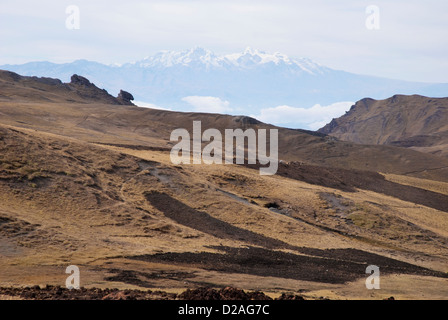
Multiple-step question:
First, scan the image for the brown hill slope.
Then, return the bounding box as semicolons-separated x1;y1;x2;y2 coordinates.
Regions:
319;95;448;156
0;71;448;299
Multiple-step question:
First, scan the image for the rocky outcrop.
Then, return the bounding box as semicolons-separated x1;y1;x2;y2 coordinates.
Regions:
70;74;95;87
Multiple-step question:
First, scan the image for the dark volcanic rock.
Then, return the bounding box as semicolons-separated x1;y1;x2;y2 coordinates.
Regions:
118;90;134;101
117;90;134;105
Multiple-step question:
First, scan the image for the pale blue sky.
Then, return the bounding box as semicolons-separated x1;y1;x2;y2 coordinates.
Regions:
0;0;448;82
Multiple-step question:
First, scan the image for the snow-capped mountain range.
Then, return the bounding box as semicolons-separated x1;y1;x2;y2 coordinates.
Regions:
131;47;327;74
0;47;448;127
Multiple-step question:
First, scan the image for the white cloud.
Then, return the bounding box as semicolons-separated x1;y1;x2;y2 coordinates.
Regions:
133;101;171;110
182;96;232;113
252;101;354;130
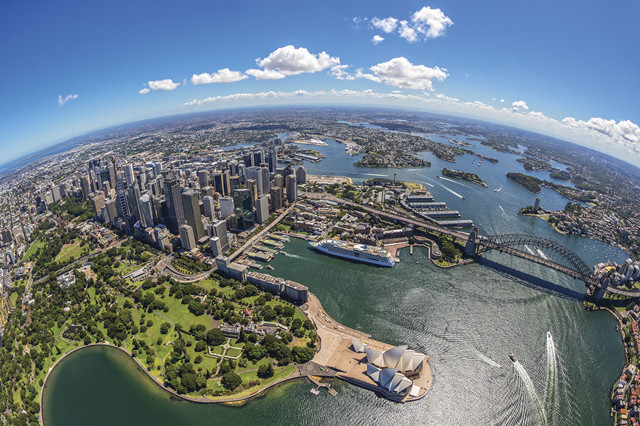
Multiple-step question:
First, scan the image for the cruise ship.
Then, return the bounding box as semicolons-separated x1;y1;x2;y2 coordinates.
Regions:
311;240;395;267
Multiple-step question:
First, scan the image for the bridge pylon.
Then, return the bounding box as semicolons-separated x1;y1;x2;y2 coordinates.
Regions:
464;226;478;256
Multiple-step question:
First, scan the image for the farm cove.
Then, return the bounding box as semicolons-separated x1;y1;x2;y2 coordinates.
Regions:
3;111;628;425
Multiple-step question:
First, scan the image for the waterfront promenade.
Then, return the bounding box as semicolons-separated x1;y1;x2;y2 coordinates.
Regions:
303;293;433;402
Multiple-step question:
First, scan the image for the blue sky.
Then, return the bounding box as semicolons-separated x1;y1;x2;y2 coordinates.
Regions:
0;0;640;162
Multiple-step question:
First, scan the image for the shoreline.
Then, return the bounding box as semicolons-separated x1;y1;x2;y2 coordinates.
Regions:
38;282;433;426
583;302;629;409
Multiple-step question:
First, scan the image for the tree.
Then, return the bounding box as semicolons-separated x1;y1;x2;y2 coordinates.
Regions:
160;322;171;334
258;362;273;379
222;372;242;391
204;328;226;346
188;299;204;317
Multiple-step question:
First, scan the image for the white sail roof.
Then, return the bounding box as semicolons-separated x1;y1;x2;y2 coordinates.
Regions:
367;364;380;382
351;340;369;353
364;347;387;368
378;368;398;389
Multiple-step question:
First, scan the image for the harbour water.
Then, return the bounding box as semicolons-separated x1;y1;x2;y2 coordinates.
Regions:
43;130;625;425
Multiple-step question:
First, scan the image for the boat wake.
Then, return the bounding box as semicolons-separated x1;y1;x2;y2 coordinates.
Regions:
513;360;547;425
544;332;558;424
280;250;302;259
536;247;549;260
473;348;502;368
438;176;469;188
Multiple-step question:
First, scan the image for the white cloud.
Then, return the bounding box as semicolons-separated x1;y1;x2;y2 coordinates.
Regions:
562;117;640;146
362;6;453;44
58;93;78;106
371;16;398;34
138;78;180;95
411;6;453;38
398;21;418;43
191;68;248;86
365;57;448;90
252;45;340;78
511;101;529;112
371;34;384;44
245;68;286;80
331;65;356;80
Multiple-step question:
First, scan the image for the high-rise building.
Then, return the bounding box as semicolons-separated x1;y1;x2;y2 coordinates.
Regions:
286;174;298;203
233;188;253;229
139;194;155;228
209;237;222;257
182;190;205;241
180;225;196;251
116;179;131;219
211;220;229;254
104;200;118;223
164;179;185;234
91;191;105;220
198;169;209;188
246;179;259;202
268;144;278;173
245;167;263;197
296;166;307;185
260;167;271;195
269;186;282;212
124;164;136;188
107;161;116;188
220;197;233;219
202;195;216;220
256;195;269;223
80;175;93;200
273;174;284;187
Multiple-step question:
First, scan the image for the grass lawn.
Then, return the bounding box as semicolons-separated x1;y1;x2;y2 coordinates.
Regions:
155;289;213;331
226;348;242;357
54;239;85;263
22;240;45;262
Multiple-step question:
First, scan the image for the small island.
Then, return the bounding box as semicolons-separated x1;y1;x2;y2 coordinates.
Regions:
440;168;488;188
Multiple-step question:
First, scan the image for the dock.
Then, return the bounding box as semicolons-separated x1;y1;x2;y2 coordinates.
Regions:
302;293;433;403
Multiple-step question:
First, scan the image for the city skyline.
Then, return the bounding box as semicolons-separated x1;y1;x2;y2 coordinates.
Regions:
0;2;640;162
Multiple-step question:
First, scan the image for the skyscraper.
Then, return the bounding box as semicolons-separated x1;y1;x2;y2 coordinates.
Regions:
220;197;233;219
233;188;253;229
256;195;269;223
296;166;307;185
211;220;229;254
164;180;185;234
286;174;298;203
182;190;205;241
139;194;155;228
268;144;278;173
198;169;209;188
124;164;136;188
180;225;196;251
202;195;216;220
269;186;282;212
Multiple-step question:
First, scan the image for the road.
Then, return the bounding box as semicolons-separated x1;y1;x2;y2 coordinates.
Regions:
229;203;295;262
304;192;469;240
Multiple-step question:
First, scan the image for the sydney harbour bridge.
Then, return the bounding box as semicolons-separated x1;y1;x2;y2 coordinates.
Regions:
307;193;640;298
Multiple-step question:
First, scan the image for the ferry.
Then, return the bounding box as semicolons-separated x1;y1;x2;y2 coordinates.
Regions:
309;240;396;267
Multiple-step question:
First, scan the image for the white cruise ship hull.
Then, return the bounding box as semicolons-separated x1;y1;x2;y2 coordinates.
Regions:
312;244;394;268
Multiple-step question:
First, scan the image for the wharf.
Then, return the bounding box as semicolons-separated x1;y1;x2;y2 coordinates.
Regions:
302;293;433;402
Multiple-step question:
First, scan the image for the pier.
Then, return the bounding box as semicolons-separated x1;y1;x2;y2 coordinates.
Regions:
301;293;433;402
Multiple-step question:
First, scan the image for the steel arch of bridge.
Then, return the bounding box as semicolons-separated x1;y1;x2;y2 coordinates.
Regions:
477;234;591;277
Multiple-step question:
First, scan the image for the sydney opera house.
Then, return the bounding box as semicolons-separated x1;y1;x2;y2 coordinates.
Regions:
352;340;427;401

───

DIRECTION. Starting at the beginning of the items and ending at the line that contains "0;71;448;299", render those lines as a Markdown table with the columns "Row" and "Line", one line per row. Skip blank lines and leave out the pictures.

EXERCISE OUTPUT.
| Row | Line |
|---|---|
| 1 | Multiple-step question: |
| 2 | First, scan the image for the brown hill slope. |
| 3 | Then, return the bounding box as semicolons-separated x1;y1;x2;y2 coordinates. |
| 4 | Regions: |
| 5 | 319;95;448;156 |
| 6 | 0;71;448;299 |